(Raw data Opens)
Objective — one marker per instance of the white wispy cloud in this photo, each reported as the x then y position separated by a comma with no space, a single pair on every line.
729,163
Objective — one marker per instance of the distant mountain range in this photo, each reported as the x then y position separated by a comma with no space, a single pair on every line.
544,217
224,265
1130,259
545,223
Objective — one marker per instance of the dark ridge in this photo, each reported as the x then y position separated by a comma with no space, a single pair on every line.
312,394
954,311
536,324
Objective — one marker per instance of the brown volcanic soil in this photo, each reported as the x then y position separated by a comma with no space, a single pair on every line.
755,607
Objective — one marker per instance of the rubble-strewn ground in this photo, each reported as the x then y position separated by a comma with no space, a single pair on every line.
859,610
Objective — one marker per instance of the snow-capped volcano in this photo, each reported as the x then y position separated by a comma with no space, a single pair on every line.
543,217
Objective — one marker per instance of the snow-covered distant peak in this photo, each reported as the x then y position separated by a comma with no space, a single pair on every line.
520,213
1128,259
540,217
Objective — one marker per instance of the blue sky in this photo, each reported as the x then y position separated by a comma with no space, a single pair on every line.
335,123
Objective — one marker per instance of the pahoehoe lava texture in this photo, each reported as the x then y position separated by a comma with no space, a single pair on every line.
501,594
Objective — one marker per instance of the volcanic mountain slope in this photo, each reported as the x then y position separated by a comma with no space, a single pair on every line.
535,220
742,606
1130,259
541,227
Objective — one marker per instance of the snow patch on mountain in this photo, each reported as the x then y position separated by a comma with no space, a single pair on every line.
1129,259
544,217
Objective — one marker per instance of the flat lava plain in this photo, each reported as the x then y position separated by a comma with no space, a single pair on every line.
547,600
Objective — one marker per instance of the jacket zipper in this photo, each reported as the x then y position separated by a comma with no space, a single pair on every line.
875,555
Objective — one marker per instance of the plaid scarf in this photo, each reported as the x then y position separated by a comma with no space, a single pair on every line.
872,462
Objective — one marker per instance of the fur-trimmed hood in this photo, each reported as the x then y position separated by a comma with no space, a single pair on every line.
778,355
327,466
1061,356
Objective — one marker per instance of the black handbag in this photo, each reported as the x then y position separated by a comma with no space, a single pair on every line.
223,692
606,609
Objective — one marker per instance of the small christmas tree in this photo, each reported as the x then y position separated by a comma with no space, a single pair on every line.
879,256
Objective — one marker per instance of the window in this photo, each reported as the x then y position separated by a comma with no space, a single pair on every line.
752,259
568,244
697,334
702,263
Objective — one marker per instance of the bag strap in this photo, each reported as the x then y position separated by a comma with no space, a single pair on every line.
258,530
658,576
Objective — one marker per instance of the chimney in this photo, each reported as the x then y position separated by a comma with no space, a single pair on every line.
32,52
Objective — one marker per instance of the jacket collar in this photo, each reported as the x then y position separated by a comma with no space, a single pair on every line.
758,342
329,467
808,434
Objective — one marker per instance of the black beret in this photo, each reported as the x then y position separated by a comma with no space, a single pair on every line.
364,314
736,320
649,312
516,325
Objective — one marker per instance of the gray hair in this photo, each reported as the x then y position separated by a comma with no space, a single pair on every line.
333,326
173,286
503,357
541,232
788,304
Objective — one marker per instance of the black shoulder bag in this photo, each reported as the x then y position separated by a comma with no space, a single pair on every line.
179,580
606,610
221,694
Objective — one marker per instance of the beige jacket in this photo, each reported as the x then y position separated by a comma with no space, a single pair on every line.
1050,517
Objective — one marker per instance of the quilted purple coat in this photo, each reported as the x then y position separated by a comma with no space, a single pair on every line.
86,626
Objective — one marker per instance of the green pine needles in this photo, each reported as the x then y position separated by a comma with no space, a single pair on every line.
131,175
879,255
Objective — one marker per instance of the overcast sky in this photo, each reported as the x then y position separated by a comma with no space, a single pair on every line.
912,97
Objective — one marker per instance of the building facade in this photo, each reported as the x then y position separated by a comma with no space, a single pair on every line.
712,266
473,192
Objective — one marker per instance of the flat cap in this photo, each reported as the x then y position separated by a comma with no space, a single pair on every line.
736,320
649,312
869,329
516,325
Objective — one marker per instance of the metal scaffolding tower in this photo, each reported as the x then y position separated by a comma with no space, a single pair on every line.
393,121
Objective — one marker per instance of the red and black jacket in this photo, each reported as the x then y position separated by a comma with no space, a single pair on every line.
(Raw data Closes)
Activity:
All of the data above should be duplicated exactly.

Result of this task:
Objective — one marker per instance of the white wispy cloud in this photo, each reported as the x then y position separated by a comma with no space, a single pair on every line.
729,163
Objective — one marker per instance of the distant mountain range in this photo, each reported as the x then y position separated by a comma with no space, a single pair on every line.
544,217
224,265
1130,259
545,223
Objective — one marker per instance of the dark ridge in this photo, each reported as the x then y position separated by a comma with no space, a single pair on every line.
312,394
954,311
536,324
Objective — one marker per instance of the brown volcanic soil in this photo, each reported as the x then y position separated by a comma with no space, a single pair on every line.
755,607
Objective — one marker per instance of the rubble-strewn ground in this photo, each reported as the x then y position separated by a comma with no space, a single pair on every line.
859,610
Objective — one marker per instance of the snow-capped volcano in this photo, each reported as the x then y position separated by a comma with no space, a single pair on every line.
543,217
Objective — one marker per instance of the snow-covered distant peak in this photo, each reported as the x then y position separated by a comma with no space, a single pair on every line.
520,213
1128,259
540,217
Objective — one marker per instance of the blue sky in this photo, each reported as the x then y position separated by a comma with no space, a single pair on every line.
335,123
Objective — one marker per instance of the pahoehoe lava texture in this photo, each reported as the x then y position separated by a comma with no space, a single pair on every line.
501,594
Objective — one marker per instance of the volcanic mountain slope in this photo, each reported as the x then y position separated by a comma with no space, a single pair on every line.
535,220
742,606
1130,259
541,227
Objective — one marker per instance of the snow patch on mountain in this photo, each reported as the x then y position separated by a comma with no space, a single pair on every line.
1129,259
544,217
Objective — one marker per instance of the flat lava plain in this photo, each reported as the x then y position separated by a comma with no space, a single pair on every line.
547,600
Objective — one marker per instance of the jacket zipper in this photo, each reported as the x then y position separated by a comma with no space, a single pair on every line.
875,555
Objective — one marker per instance of the plaid scarf in this photo, each reported as the x then y position separated by a comma with no space, a single pair on every line.
872,462
Objective — one marker per instance of the fur-trimmed hood in this photo, each reported as the x then y position separated by a comma with no space, a single pair on every line.
778,355
327,466
1061,356
Objective — one marker per instance of the black handbag in this photo, each reported as the x then y position separated by a comma with no space, a single pair on every line.
223,692
606,609
Objective — one marker per instance of the small christmas tree in this photo, each reported as the x then y position separated by a comma with no space, a single pair on every line.
879,256
Objective — one marker per instance of the window in this photo, each reported as the x then y position separated by a comma with no space, a single pair on every line.
752,259
568,244
697,334
702,263
Objective — one marker per instance of the bag strap in this photo, each reported as the x then y position separated by a comma with no space, a single pair on every line.
258,530
658,576
Objective — one marker per instance of the chimney in this photo, each reported as the x then y position separated by a comma with no space, a single pair on every line.
32,52
Objective — one marker per instance of the jacket collar in this photo, each reported as the x then y position separated by a comma with no space, a single pair on every line.
758,342
329,467
808,434
Objective — one marker per instance of the black beret in this photo, each reported as the x then y position separated by a comma with no space, a single pair on every line.
364,314
736,320
649,312
516,325
Objective — one marker per instance of the gray hair in this photo, each reported as the x then y position separated by a comma with no space, a single pair on every line.
333,326
173,286
503,357
541,232
788,304
Objective — one marker per instance of the black shoulder bag in this photo, each reported as the x then y position separated by a comma with no space, a single pair on every line.
179,580
606,610
221,694
Objective — one marker per instance of the beige jacket in this photo, each reported as the x then y position separated by a comma with no space, a single pair on every line.
1050,517
Objective — one marker per instance of the quilted purple coat in this photo, each reported as the x then y position separated by a comma with no space, a single pair on every line.
86,626
Objective — one marker per instance of the green pine needles in this photo, each reported as the x then y position separated by a comma with no space, a single pair on every line.
131,175
879,255
Objective — one marker per instance of the overcast sky in this photo, each reported as the x then y position separated by a comma with no space, a single pair on every line.
912,97
Objective — one marker per instance of the building facade in this photo, each reported as the x then y position separated by a comma with no space, a single pair on every line.
712,266
473,192
Objective — one marker per instance of the flat cap in this photo, each reported as the x then y position separated by a comma with no space, a single pair on every line.
736,320
649,312
869,329
516,325
Objective — one marker per instance of the metal scaffolding tower in this photo, each reported as the x then y position separated by a comma with no space, a single pair on every line.
393,121
Objective — one marker per instance of the red and black jacket in this photo, each reported as the x then y position separated by a comma with no space, a single pair on every line.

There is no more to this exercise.